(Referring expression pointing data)
┏━━

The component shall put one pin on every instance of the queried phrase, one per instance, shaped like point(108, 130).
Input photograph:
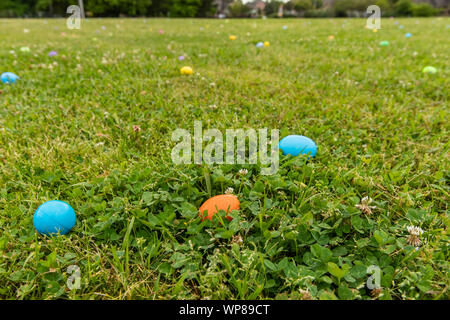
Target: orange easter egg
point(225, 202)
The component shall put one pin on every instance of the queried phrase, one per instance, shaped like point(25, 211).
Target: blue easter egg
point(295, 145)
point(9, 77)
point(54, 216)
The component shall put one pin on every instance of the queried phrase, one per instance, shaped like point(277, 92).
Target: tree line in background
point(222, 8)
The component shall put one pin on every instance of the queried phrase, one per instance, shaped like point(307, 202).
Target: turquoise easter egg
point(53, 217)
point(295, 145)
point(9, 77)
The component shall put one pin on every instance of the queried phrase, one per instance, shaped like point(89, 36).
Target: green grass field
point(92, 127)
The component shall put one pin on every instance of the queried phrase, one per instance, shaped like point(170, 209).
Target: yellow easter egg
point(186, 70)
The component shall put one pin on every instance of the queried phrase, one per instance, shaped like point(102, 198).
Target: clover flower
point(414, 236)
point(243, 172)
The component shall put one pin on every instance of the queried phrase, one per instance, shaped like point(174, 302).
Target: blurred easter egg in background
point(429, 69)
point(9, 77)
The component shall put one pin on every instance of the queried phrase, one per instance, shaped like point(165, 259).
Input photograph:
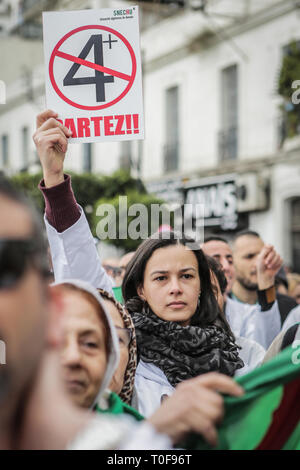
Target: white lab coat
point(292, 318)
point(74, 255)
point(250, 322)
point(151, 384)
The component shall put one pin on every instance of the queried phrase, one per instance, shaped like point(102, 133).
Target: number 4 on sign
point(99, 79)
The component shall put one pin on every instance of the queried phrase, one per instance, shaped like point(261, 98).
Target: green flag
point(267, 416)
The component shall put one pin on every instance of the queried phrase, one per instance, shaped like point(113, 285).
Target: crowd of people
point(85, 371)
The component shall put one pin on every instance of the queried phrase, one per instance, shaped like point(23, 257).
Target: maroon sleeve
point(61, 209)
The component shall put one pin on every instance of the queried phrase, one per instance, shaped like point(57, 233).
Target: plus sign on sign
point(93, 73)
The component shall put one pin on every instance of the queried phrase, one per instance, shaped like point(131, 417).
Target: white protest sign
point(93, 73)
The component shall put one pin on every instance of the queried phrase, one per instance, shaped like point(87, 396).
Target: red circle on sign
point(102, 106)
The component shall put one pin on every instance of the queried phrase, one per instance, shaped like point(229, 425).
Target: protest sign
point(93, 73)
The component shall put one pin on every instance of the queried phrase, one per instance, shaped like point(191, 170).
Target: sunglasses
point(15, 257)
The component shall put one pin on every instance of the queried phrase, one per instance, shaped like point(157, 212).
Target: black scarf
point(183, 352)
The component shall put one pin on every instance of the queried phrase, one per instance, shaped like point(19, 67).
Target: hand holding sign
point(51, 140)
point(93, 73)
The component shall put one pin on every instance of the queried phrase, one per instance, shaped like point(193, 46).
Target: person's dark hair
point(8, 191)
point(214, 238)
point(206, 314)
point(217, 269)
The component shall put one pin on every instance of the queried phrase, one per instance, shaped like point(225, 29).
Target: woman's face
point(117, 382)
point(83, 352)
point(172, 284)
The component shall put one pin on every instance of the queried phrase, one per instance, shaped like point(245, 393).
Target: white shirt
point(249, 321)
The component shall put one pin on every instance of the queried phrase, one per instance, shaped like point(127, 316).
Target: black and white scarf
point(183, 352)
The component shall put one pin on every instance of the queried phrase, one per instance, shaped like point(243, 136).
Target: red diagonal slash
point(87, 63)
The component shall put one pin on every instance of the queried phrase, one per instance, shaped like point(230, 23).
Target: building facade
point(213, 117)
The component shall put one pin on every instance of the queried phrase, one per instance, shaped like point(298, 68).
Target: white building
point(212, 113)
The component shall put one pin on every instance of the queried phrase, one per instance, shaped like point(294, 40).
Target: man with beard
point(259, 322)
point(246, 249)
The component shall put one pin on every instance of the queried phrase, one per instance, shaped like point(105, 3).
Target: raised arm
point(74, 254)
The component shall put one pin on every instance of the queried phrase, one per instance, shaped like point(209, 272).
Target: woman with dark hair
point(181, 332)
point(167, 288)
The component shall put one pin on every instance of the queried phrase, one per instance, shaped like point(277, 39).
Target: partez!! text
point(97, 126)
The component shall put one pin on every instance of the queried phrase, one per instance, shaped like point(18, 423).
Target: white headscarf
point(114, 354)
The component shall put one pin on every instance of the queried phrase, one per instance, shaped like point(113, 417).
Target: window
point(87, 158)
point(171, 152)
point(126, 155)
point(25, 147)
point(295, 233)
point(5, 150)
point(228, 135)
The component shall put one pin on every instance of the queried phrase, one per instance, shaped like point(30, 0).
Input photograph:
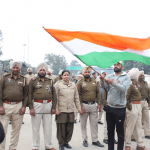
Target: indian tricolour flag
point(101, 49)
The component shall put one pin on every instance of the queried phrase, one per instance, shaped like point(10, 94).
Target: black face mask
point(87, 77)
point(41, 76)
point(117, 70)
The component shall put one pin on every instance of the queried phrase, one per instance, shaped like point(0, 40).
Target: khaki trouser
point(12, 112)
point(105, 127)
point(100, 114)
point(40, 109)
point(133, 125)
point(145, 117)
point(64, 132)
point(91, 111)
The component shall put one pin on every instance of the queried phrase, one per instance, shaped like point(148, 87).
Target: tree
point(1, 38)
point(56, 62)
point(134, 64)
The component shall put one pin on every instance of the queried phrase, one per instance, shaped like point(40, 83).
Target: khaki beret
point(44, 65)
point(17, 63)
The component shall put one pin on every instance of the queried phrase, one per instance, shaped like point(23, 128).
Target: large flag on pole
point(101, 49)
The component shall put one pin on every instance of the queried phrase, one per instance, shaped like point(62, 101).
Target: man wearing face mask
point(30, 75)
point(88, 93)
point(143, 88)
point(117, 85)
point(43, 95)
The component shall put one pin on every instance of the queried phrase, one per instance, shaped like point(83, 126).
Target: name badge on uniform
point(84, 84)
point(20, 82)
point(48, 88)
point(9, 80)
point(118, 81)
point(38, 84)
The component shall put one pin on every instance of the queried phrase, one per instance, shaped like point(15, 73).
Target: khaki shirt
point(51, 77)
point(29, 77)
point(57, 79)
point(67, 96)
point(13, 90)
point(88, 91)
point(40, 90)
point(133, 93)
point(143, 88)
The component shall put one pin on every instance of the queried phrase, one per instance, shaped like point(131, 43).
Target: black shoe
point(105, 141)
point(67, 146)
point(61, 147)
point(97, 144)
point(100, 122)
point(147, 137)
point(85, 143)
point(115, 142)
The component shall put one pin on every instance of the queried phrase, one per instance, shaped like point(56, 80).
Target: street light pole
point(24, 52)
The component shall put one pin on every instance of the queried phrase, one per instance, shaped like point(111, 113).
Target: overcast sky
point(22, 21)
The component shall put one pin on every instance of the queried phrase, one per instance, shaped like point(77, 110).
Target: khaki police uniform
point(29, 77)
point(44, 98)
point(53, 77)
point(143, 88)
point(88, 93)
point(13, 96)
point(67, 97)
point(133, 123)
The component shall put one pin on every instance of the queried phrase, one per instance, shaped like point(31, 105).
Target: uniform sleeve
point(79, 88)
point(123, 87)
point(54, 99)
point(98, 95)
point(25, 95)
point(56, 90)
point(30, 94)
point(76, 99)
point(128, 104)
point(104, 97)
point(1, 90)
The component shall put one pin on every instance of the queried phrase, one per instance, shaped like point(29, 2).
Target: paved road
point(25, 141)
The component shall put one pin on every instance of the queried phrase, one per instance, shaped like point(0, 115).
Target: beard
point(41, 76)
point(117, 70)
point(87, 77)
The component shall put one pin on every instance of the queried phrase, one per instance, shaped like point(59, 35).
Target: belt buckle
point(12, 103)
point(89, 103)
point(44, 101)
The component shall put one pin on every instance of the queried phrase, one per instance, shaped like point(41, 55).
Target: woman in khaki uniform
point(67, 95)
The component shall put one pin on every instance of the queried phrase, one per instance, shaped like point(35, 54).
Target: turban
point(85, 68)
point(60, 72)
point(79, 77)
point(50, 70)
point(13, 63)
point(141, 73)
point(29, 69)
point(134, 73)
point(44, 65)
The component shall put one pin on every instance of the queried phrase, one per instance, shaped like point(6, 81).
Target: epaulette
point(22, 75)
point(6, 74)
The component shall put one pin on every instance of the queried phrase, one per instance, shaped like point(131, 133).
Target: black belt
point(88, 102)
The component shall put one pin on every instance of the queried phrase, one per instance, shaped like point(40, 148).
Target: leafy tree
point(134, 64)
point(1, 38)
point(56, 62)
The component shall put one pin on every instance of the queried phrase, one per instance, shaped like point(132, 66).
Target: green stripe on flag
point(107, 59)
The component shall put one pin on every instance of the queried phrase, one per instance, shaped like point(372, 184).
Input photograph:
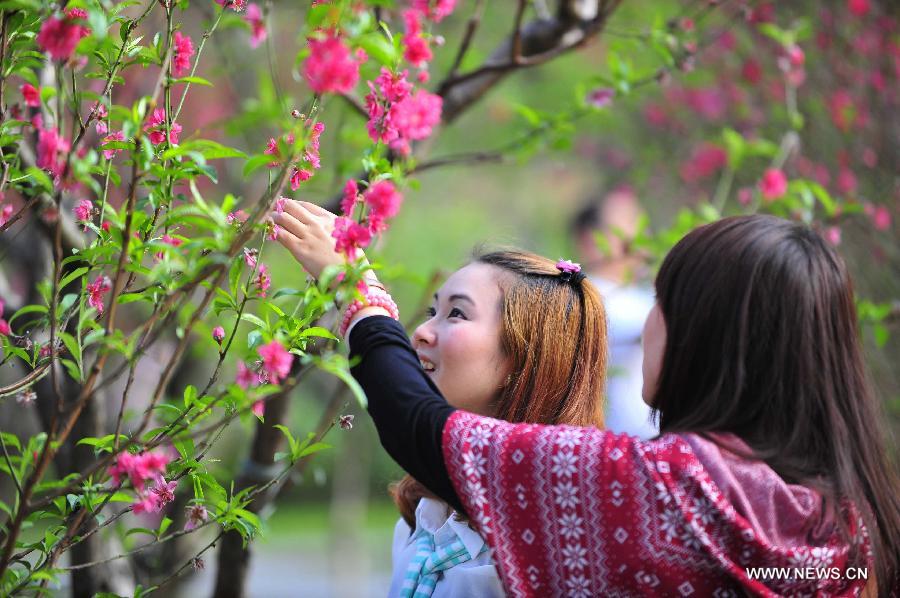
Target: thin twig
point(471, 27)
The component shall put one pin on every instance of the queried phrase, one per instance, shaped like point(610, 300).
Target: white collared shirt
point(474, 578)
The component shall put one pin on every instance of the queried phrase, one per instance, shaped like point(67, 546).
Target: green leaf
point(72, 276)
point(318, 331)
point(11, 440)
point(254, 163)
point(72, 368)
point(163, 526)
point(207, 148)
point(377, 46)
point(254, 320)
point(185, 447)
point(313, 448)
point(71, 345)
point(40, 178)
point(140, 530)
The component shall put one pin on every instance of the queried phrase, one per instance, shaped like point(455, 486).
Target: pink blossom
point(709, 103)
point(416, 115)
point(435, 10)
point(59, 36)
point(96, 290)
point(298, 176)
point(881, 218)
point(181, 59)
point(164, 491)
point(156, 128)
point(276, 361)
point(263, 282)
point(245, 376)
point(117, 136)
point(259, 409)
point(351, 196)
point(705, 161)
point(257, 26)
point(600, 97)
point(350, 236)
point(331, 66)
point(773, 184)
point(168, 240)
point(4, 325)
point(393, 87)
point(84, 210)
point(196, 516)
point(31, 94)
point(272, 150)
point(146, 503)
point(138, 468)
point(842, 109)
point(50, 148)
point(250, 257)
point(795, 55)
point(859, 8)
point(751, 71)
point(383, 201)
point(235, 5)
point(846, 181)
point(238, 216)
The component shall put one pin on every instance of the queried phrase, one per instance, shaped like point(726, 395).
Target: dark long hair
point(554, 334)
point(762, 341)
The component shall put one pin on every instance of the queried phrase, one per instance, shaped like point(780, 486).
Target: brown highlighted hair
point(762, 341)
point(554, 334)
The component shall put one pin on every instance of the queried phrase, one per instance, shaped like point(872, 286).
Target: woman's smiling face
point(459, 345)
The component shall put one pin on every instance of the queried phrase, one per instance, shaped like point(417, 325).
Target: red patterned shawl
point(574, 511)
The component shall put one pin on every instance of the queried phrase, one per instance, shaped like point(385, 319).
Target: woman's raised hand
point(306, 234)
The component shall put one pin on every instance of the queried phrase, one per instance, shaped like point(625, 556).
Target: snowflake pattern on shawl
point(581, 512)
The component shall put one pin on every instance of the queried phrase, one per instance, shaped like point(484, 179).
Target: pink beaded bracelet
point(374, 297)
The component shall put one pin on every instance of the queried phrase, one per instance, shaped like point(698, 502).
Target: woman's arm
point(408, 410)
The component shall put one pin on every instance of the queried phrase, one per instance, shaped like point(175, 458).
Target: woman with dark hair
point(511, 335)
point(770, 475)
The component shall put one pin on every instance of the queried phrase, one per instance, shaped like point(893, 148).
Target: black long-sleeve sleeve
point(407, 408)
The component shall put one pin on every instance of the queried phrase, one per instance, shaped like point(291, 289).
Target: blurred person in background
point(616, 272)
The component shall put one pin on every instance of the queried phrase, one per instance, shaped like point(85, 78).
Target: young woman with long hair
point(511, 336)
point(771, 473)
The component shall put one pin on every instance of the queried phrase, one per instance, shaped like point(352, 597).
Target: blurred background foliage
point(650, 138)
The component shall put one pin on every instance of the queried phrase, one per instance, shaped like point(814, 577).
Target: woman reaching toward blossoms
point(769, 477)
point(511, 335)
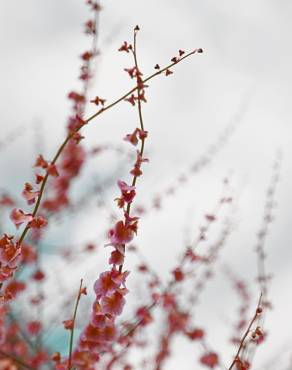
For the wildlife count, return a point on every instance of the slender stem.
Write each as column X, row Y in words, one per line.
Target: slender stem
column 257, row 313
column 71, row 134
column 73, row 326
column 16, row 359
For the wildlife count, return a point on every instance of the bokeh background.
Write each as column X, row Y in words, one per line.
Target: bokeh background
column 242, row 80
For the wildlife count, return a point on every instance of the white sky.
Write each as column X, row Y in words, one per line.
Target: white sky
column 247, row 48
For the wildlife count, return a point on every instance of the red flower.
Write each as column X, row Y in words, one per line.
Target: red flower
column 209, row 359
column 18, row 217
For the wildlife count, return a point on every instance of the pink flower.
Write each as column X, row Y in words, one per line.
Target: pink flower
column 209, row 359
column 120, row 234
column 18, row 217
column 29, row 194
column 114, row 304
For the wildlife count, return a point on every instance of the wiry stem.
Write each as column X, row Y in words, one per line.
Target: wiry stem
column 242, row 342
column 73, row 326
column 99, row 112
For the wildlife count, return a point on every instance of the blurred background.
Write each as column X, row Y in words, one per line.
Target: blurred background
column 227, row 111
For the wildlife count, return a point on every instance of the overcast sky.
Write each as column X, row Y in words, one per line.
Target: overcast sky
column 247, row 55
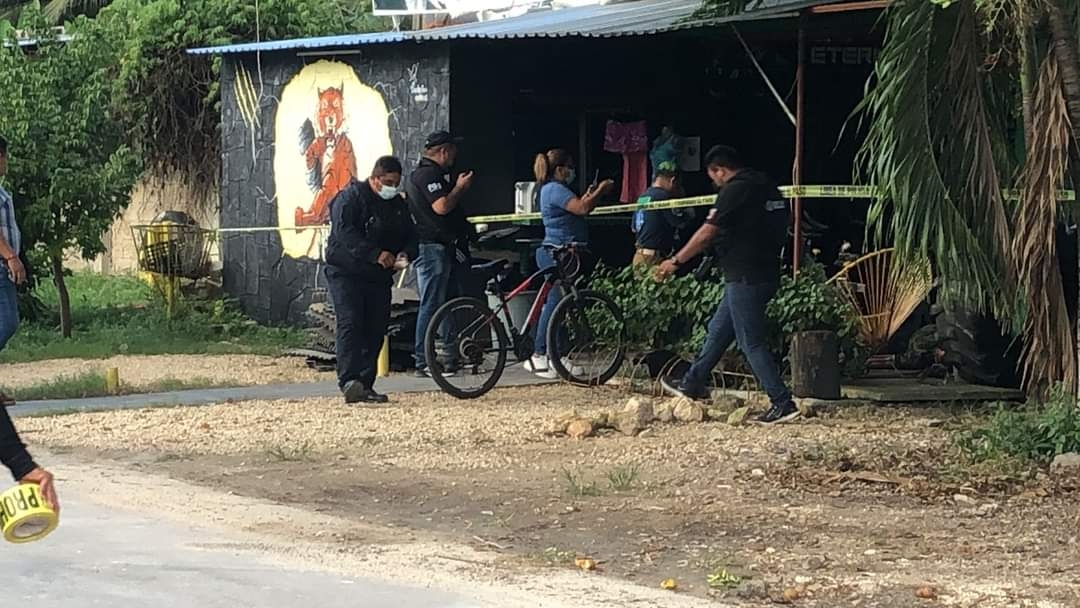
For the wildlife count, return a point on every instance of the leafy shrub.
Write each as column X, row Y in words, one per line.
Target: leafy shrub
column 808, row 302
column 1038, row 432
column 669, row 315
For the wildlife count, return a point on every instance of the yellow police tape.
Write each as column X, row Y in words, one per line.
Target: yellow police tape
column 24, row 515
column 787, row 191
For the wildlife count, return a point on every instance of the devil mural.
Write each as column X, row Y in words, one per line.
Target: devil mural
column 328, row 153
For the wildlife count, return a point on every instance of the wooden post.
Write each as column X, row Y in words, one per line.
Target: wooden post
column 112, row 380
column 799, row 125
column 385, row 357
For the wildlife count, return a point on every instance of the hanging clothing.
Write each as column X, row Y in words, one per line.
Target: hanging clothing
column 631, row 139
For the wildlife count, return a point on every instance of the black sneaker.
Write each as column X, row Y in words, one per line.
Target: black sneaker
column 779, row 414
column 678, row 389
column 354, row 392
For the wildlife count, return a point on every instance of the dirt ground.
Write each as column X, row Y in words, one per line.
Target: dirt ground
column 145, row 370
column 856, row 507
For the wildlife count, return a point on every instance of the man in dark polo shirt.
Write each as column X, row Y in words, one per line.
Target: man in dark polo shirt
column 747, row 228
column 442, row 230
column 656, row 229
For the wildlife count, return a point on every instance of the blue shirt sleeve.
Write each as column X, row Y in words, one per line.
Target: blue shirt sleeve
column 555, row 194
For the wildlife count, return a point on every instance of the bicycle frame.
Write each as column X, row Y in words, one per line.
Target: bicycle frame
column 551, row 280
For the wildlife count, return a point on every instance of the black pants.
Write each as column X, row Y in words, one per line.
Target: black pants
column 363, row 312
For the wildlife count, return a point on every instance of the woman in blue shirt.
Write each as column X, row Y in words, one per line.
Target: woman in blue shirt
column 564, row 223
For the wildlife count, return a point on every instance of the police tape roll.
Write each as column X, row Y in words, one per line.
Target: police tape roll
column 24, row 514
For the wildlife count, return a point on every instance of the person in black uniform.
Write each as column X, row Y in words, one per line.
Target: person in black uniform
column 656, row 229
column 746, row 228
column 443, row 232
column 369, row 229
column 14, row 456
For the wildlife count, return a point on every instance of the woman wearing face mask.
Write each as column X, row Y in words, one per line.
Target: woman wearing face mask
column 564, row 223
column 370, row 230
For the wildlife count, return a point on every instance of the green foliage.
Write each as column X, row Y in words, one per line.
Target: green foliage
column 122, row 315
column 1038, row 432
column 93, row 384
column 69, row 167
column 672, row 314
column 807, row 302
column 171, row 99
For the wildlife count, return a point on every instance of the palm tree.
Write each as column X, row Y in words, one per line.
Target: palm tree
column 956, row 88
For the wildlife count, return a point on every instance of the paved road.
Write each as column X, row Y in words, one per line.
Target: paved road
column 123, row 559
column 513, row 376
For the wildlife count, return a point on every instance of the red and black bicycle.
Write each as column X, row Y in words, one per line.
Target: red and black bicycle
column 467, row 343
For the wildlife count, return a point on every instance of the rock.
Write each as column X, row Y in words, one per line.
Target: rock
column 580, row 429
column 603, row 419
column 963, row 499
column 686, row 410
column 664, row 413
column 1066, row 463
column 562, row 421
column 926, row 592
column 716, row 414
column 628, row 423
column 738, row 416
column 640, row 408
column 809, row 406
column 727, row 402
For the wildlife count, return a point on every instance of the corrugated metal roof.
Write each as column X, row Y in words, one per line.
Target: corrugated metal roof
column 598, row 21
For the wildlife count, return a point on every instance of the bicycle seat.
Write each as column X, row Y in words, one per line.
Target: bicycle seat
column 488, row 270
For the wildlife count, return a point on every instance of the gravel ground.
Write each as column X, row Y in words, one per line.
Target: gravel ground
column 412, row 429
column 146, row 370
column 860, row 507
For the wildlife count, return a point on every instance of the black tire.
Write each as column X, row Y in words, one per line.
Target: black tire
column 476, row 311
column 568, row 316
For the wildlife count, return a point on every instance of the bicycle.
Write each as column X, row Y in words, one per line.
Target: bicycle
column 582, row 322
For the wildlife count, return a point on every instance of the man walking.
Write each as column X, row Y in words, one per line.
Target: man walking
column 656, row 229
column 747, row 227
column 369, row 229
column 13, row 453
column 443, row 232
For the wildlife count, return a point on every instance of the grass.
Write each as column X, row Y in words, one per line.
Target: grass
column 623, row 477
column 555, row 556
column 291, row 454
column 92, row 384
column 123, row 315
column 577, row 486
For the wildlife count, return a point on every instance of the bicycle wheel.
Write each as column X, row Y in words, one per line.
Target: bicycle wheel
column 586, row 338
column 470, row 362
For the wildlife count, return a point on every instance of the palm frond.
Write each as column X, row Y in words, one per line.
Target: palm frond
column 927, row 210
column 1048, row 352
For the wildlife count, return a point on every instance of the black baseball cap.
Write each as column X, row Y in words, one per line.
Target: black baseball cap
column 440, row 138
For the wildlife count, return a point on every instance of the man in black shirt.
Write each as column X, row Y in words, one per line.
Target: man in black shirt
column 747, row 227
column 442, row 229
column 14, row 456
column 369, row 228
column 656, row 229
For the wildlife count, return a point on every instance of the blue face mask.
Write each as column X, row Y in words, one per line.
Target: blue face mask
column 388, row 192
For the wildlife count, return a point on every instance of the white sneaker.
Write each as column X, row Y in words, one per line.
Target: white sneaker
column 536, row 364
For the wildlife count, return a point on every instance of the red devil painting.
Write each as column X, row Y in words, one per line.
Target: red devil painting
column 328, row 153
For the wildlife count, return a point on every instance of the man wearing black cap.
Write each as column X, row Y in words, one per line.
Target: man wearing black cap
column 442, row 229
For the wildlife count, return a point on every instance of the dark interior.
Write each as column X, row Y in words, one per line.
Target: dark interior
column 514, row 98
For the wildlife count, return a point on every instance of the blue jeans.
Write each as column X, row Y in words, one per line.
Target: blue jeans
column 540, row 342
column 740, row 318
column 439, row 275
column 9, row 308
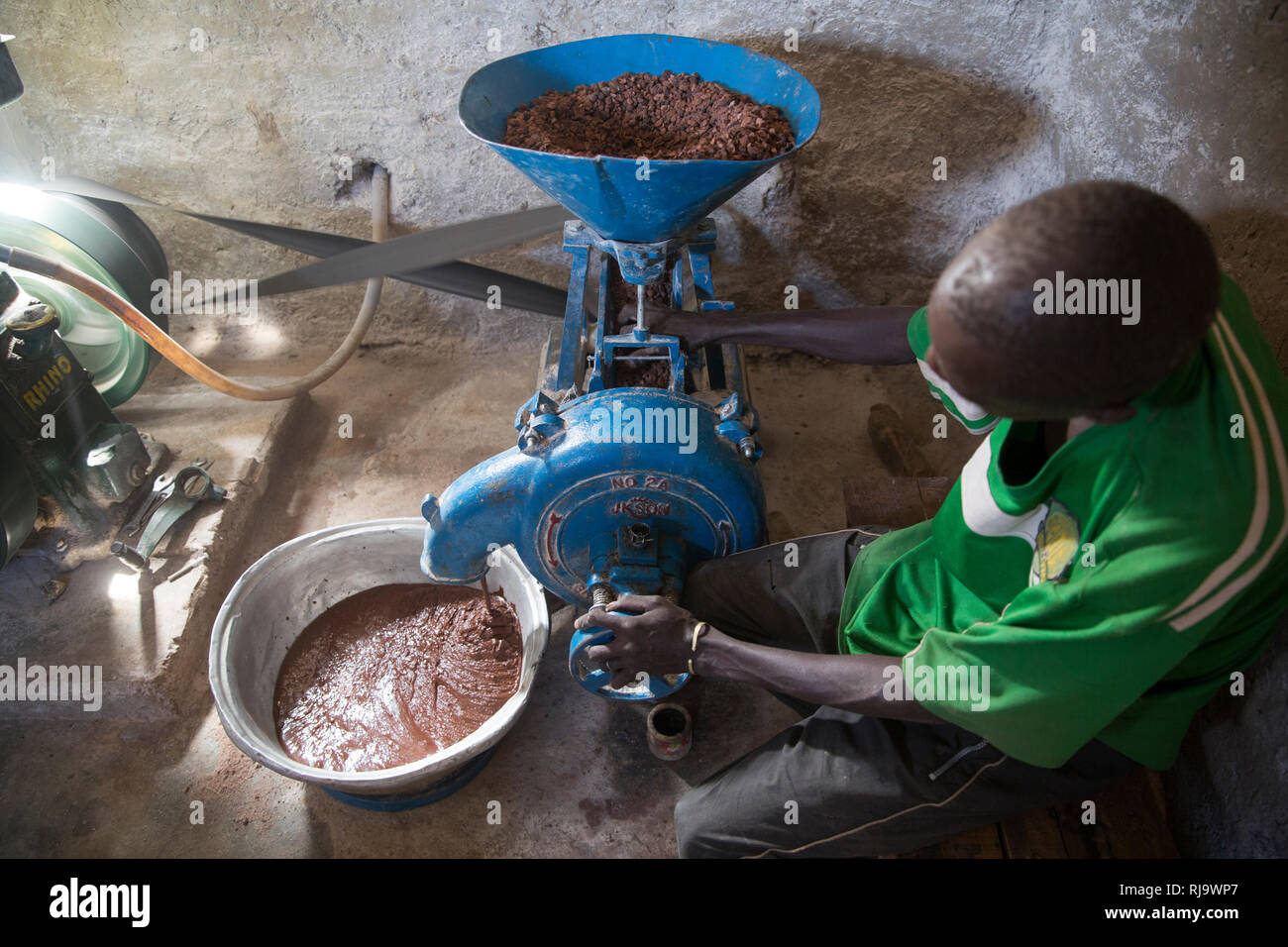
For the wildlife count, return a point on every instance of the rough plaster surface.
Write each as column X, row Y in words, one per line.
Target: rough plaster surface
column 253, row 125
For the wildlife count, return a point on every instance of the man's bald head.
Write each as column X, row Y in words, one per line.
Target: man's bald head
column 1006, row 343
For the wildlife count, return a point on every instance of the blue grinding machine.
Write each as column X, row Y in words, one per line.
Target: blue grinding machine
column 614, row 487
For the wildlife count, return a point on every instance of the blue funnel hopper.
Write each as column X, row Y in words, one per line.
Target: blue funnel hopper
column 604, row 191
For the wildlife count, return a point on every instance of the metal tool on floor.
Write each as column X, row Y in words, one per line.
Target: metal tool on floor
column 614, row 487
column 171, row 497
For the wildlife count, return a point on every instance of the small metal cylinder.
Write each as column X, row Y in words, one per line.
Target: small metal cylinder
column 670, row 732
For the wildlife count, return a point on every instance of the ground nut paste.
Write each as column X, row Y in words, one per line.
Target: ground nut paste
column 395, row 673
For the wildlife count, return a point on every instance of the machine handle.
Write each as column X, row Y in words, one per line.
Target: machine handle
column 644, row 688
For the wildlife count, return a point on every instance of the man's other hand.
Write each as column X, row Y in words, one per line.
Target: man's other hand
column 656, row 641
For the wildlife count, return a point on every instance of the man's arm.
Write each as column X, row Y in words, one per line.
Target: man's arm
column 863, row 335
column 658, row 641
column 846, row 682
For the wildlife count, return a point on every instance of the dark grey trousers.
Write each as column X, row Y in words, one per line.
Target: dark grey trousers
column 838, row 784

┗━━

TASK GOAL: Take exactly the lines from the one containing "Target: man in black shirt" through the one containing "the white sneaker." in the data above, and output them with nothing added.

RESPONSE BELOW:
Target: man in black shirt
column 747, row 227
column 442, row 229
column 14, row 456
column 369, row 228
column 656, row 229
For the wildlife count, return a point on every instance of the blue face mask.
Write each as column X, row Y in words, one per line.
Target: blue face mask
column 388, row 192
For the wildlife count, return a point on every instance of the white sneaker.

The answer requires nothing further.